▶ _Exercise passage_:

________________

From: The Emotional Calendar
I'm tired of believing that "it is what it is." I don't actually exactly even know what this means.
Let's consider the realm of our experience and let's consider the season. In this season - what I'd term the waning fall or early winter - we are, as is the case in all seasons, being affected by multiple determining forces. As I explain in detail in The Emotional Calendar, we simply must start by understanding what is influencing our moods in order to right away empower ourselves to find ways to make changes in our planning -- external maneuvers or problem-based coping - as well as in our attitude and expectations -- internal maneuvers or emotion-based coping.
So it pays to ask first: how has this season typically been in the past? And then: how is it going so far? Try to figure out whether physical factors like light or temperature are having a big effect. Next, consider man-made cultural expectations of the season. Are these significant and in what way? Try to be as sensitive and specific as possible. Finally, how about some significant event in the past that happened to occur in this season? To what extent are there sensory triggers sounds, smells, tastes that are reminding you of how you felt at this time of year sometime ago? These three dimensions - the physical, man-made cultural, and past personal experiential - will allow you to locate "where you are" with your own emotional calendar.

________________

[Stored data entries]
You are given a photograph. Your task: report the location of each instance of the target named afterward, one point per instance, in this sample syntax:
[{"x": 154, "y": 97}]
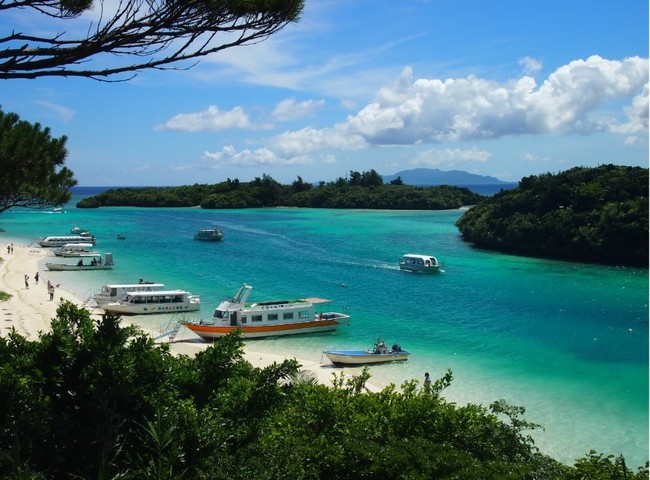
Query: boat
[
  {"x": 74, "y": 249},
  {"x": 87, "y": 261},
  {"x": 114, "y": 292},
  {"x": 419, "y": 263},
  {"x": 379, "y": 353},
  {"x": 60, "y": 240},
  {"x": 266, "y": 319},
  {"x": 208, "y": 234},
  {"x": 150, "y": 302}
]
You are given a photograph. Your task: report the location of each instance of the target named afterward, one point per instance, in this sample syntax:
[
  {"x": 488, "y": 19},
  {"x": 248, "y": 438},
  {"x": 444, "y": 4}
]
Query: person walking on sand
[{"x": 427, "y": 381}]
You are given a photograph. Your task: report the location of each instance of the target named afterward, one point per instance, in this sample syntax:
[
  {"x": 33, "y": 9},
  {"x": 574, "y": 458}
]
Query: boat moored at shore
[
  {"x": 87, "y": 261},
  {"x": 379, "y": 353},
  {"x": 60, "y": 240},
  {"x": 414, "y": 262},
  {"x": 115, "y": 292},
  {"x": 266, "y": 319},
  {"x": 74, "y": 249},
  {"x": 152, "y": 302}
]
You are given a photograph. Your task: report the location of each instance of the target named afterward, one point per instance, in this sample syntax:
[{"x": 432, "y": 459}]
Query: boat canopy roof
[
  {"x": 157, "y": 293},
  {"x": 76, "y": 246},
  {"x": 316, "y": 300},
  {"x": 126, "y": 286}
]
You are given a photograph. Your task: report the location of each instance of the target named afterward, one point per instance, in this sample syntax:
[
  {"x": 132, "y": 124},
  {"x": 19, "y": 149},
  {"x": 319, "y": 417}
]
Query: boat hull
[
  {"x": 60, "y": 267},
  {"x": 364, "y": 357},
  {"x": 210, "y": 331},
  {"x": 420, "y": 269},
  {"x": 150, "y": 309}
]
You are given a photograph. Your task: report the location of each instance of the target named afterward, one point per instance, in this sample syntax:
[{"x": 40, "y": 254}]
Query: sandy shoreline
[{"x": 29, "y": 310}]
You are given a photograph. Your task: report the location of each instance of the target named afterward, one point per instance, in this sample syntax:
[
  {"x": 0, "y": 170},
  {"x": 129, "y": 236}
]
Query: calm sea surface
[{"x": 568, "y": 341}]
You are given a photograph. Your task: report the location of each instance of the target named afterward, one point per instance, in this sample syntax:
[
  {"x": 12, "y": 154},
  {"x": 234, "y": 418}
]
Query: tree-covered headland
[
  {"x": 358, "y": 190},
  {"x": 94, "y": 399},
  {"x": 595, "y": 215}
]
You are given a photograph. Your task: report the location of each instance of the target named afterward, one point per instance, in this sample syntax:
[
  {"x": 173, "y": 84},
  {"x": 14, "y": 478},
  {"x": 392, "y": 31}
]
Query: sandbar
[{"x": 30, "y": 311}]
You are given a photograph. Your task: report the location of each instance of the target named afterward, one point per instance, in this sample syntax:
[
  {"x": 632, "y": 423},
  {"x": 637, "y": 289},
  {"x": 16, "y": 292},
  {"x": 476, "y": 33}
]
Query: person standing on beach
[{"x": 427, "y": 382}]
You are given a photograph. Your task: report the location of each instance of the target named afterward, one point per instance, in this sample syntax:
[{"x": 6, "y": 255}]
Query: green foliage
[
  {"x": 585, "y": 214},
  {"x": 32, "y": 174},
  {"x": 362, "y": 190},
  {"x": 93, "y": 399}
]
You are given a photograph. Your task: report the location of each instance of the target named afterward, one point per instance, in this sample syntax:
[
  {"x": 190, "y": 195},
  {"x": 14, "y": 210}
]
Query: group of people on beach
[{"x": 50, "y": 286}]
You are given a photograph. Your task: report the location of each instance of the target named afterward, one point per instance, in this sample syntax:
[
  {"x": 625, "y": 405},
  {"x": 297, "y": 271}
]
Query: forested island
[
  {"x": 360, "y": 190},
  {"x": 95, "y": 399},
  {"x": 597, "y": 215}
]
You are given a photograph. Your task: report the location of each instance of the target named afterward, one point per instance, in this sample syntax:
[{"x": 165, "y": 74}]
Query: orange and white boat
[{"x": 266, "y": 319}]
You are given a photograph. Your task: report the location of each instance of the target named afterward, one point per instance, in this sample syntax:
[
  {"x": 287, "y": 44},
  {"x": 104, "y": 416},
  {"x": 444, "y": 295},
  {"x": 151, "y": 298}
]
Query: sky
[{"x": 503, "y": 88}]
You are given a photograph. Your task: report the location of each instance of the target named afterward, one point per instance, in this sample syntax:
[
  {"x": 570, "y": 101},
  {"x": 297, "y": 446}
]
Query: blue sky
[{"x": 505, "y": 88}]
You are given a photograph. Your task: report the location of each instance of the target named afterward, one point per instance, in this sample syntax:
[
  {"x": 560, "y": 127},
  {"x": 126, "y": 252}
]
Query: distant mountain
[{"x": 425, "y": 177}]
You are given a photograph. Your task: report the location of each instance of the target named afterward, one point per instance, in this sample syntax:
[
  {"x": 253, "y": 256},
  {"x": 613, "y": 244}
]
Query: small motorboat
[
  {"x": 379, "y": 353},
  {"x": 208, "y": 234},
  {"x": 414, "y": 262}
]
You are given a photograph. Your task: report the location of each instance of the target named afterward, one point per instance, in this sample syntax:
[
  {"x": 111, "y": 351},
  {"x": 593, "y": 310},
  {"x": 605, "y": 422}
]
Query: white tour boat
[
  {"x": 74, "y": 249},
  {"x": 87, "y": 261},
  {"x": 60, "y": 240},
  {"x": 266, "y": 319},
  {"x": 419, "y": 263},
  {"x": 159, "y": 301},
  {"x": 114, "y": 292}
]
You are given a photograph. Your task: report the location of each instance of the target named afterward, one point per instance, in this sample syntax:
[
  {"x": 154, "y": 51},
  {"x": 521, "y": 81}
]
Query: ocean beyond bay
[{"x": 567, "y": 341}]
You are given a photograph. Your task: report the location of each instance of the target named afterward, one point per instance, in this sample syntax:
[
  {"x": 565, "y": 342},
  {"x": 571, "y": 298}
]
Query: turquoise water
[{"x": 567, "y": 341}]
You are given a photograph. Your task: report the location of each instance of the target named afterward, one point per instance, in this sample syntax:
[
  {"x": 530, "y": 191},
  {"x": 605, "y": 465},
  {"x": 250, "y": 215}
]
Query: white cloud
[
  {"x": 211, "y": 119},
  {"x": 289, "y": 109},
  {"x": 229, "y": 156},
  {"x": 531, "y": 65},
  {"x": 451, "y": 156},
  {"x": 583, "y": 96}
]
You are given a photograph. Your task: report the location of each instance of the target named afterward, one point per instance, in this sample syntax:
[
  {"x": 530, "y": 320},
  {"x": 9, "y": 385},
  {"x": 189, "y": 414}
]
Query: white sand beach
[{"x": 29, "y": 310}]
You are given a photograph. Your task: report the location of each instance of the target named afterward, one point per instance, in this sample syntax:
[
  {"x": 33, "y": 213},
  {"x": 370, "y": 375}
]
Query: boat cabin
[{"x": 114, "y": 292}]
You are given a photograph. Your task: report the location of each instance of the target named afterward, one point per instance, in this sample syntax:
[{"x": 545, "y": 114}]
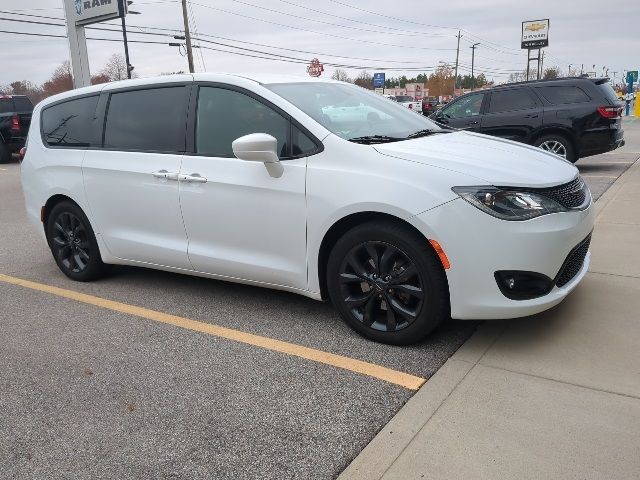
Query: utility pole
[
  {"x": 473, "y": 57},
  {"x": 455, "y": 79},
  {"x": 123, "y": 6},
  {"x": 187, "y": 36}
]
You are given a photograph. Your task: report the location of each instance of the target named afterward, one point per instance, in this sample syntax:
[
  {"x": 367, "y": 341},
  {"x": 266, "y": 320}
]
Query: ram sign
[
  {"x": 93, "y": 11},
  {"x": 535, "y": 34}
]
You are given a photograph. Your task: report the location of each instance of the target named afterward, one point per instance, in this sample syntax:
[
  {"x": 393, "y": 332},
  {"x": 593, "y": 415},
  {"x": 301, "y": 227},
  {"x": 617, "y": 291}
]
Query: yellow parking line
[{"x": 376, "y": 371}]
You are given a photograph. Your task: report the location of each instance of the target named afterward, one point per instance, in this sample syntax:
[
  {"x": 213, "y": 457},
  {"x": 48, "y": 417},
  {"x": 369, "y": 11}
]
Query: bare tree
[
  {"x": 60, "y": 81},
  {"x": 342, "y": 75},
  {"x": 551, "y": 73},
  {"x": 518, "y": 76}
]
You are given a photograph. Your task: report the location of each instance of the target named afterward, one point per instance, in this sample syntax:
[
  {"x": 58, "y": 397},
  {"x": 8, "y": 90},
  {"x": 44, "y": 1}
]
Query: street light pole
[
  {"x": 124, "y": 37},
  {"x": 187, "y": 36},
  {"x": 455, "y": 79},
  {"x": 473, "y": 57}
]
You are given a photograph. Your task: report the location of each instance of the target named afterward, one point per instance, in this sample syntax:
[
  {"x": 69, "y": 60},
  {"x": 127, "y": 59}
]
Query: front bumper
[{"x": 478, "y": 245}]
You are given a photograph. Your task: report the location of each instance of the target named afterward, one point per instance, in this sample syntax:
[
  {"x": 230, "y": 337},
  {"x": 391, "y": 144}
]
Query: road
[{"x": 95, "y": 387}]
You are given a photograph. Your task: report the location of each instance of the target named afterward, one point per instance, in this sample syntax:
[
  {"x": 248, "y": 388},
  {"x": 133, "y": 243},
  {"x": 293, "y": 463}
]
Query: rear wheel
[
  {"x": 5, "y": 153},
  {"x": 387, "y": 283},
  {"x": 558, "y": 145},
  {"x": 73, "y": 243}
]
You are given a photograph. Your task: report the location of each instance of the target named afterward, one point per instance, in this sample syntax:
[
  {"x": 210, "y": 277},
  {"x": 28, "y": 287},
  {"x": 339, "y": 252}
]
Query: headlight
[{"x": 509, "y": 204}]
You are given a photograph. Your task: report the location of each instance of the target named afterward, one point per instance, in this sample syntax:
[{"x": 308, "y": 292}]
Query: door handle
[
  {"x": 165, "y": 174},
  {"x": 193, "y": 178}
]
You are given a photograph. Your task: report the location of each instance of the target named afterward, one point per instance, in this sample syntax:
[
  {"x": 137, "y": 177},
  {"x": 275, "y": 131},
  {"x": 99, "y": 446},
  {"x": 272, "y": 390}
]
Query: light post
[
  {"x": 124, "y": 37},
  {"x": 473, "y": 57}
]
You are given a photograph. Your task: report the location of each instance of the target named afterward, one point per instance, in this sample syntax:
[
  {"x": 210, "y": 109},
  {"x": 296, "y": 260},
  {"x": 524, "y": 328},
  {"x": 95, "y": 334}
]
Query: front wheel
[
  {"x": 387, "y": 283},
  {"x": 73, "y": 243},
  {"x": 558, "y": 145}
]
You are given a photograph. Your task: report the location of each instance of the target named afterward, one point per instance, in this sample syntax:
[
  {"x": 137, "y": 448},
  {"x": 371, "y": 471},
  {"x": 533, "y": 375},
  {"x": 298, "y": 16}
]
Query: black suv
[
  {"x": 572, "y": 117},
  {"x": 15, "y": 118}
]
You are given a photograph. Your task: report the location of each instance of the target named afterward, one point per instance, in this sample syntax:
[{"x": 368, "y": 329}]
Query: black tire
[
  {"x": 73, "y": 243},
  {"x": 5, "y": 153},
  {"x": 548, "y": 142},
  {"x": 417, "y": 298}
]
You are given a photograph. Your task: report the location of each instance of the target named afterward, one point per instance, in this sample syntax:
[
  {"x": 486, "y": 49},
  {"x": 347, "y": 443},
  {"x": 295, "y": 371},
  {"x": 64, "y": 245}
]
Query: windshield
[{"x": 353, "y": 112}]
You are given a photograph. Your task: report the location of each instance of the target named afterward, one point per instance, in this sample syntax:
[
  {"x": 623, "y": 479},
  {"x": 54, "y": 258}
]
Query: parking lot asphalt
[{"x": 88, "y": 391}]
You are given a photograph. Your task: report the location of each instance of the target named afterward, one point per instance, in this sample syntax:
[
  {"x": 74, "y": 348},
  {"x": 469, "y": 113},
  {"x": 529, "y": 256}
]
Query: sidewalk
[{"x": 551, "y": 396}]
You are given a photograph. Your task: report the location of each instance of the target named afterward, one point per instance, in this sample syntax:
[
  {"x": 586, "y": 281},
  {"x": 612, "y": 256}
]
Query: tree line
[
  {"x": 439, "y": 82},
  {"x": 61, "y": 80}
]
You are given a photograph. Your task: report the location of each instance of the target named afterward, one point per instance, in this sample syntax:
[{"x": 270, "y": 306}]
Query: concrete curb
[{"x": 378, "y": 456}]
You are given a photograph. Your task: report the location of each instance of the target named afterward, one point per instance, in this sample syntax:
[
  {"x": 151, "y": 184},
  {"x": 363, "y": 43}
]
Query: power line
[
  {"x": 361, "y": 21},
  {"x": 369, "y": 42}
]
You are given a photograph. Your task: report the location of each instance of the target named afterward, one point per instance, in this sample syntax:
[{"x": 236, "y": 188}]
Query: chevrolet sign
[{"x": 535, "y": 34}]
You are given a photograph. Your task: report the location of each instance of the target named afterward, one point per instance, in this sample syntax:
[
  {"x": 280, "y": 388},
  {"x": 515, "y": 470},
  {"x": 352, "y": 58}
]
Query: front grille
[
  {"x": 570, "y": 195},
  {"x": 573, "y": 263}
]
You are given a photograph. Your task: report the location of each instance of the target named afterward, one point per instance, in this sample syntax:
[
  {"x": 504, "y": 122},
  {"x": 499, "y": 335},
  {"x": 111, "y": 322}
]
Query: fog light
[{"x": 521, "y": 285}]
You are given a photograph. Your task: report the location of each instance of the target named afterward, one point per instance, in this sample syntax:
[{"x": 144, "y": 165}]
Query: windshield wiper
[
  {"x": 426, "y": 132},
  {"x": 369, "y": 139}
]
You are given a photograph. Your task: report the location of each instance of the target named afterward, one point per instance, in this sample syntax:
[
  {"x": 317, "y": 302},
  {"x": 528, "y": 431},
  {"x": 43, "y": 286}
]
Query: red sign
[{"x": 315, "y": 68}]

________________

▶ _Task list_:
[a] Do these statements agree with the Emotional Calendar passage? Answer yes or no for each, quoting the words of the passage that decide it.
(i) The passage refers to the current season as the waning fall or early winter.
(ii) The passage equates internal maneuvers with problem-based coping.
(iii) The passage names four dimensions for locating where you are with your emotional calendar.
[b] Which sensory triggers does the Emotional Calendar passage list?
[c] Could you carry the Emotional Calendar passage forward from its final sentence?

▶ _Answers_:
[a]
(i) Yes: "what I'd term the waning fall or early winter"
(ii) No: "external maneuvers or problem-based coping" and "internal maneuvers or emotion-based coping"
(iii) No: "These three dimensions - the physical, man-made cultural, and past personal experiential"

[b] Sounds, smells, tastes

[c]
When all is taken into account, it's pretty clear that our personal calendar is likely to be both similar to, and quite possibly almost completely different from, the emotional calendar of others. While it is completely understandable how someone might feel given the relevant forces that contribute to their waning fall/ early winter, this may be distinct from how you or another person is lined up to feel.
Anyway, with a broader awareness comes the power to effect changes that can make a very big difference going forward. You can change how you are affected by changing what you are exposed to. Don't like late December and early January? You can make this season much more amicable by introducing new routines and elements that will make you have a different experience. Then, as long as you remember to change your expectations going forward, you will be able to look ahead to a better looking -- improved -- emotional calendar in order to feel happier, more fulfilled and in control of your life.
Yes, this is easier said than done. But making a series of small changes in the right direction will combine to make a big difference. I have found this to be true through years of clinical practice helping patients. I promise this will all help. That's why I don't buy the "it is what it is" thing. I say, "It is what you make it."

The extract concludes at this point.